▶ _Consignes_:
1. Recopiez mot pour mot le passage de l'extrait à lire compris entre « Yukiko Motoya (née » et « d’un bonheur idéal. », ces deux bornes incluses.
2. D'après l'extrait à lire, en quelle année Yukiko Motoya a-t-elle reçu le Prix Mishima ?

Comment apprendre à s’aimer de Yukiko Motoya

Par Etcetera
Couverture du roman

J’avais déjà lu un roman de cette écrivaine japonaise, intitulé « Mariage contre nature », et comme je l’avais beaucoup aimé, j’ai eu envie de découvrir un autre de ses livres.
Celui-ci « Comment apprendre à s’aimer », qui date de 2016, me faisait un peu peur, avec son titre digne d’un mauvais magazine de mode, mais j’ai néanmoins décidé de passer outre et de tenter l’expérience.
Présentation de l’autrice :

Yukiko Motoya (née en 1979) est une dramaturge et romancière japonaise. Depuis les années 2010, elle a remporté de nombreuses distinctions littéraires dans son pays, comme le célèbre et très prestigieux Prix Akutagawa en 2016 pour « Mariage contre nature » et, en 2014, le Prix Mishima pour « Comment apprendre à s’aimer« .

Quatrième de Couverture :

Il existe sans doute quelqu’un de mieux, c’est juste que nous ne l’avons pas encore rencontré. La personne avec laquelle nous partagerons réellement l’envie d’être ensemble, du fond du cœur, existe forcément. Je crois que nous devons continuer à chercher, sans nous décourager.
Au fil de ses apprentissages, de ses déceptions et de ses joies, Linde – femme imparfaite, on voudrait dire normale – découvre le fossé qui nous sépare irrémédiablement d’autrui et se heurte aux illusions d’un bonheur idéal.

▶ _Données recueillies_:
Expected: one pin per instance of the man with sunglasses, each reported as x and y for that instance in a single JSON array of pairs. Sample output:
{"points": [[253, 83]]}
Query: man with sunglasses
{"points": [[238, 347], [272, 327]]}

▶ _Solutions complètes_:
1.
Yukiko Motoya (née en 1979) est une dramaturge et romancière japonaise. Depuis les années 2010, elle a remporté de nombreuses distinctions littéraires dans son pays, comme le célèbre et très prestigieux Prix Akutagawa en 2016 pour « Mariage contre nature » et, en 2014, le Prix Mishima pour « Comment apprendre à s’aimer« .

Quatrième de Couverture :

Il existe sans doute quelqu’un de mieux, c’est juste que nous ne l’avons pas encore rencontré. La personne avec laquelle nous partagerons réellement l’envie d’être ensemble, du fond du cœur, existe forcément. Je crois que nous devons continuer à chercher, sans nous décourager.
Au fil de ses apprentissages, de ses déceptions et de ses joies, Linde – femme imparfaite, on voudrait dire normale – découvre le fossé qui nous sépare irrémédiablement d’autrui et se heurte aux illusions d’un bonheur idéal.

2. En 2014.